§ YOUR OBJECTIVE: This exercise asks for a copy of each line in the records below with the word "leaf" in it.

§ GIVEN RECORDS:
#####

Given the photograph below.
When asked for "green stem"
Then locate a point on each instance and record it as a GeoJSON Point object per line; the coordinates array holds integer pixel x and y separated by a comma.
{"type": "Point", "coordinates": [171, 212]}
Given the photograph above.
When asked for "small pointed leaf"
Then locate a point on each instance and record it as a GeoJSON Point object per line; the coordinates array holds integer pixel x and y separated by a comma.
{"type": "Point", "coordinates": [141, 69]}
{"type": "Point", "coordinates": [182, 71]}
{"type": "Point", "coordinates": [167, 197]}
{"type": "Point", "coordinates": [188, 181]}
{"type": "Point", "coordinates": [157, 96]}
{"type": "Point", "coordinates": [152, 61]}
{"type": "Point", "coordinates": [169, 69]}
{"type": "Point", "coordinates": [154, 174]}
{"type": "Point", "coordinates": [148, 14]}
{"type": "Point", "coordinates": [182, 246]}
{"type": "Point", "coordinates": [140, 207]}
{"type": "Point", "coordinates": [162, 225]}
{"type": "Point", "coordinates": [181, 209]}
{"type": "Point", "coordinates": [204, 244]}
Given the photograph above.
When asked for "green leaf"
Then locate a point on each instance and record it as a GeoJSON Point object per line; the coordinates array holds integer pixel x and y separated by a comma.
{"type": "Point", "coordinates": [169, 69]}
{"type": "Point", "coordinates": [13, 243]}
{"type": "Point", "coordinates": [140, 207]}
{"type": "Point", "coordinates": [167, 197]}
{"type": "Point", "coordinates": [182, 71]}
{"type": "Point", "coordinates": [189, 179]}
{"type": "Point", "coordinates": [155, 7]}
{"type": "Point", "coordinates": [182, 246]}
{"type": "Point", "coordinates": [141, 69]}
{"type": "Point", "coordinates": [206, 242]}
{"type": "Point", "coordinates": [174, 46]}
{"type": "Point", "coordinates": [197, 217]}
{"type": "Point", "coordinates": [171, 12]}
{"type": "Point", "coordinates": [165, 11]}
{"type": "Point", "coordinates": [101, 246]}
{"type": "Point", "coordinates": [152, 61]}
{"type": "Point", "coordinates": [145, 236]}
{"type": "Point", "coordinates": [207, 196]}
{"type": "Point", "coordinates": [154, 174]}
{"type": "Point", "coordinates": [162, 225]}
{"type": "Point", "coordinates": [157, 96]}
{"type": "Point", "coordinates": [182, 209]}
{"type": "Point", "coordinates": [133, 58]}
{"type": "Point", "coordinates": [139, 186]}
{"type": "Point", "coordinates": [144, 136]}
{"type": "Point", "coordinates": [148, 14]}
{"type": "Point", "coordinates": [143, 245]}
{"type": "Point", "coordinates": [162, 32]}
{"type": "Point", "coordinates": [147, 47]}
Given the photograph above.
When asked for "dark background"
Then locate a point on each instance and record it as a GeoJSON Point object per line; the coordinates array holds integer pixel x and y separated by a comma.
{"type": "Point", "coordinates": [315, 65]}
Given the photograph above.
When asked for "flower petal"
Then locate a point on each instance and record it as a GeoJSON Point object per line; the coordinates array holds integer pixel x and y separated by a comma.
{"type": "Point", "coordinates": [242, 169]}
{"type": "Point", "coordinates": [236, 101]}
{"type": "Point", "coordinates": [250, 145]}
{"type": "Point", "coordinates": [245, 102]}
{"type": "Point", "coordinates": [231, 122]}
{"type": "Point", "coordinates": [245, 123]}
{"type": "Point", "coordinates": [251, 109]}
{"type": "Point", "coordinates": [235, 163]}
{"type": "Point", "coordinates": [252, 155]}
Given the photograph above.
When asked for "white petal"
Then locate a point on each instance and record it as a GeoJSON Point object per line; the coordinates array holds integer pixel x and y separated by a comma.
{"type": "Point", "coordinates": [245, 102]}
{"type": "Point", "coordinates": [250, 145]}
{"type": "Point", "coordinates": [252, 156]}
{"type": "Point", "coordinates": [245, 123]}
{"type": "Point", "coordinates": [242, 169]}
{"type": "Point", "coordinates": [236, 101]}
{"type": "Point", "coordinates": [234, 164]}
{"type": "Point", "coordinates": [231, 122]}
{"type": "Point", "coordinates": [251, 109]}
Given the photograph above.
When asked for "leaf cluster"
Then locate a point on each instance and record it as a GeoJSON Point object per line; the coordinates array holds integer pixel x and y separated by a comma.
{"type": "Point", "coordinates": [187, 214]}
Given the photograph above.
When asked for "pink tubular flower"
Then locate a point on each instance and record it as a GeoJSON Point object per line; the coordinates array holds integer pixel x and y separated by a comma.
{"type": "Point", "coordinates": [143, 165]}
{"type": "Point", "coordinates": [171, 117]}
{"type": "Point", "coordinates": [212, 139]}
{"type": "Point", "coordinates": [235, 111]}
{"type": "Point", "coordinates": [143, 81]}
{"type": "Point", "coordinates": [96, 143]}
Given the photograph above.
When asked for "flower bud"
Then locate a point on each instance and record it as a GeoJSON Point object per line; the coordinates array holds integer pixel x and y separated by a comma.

#####

§ SOLUTION:
When asked for "small pointed leaf"
When asked for "green leaf"
When asked for "leaf cluster"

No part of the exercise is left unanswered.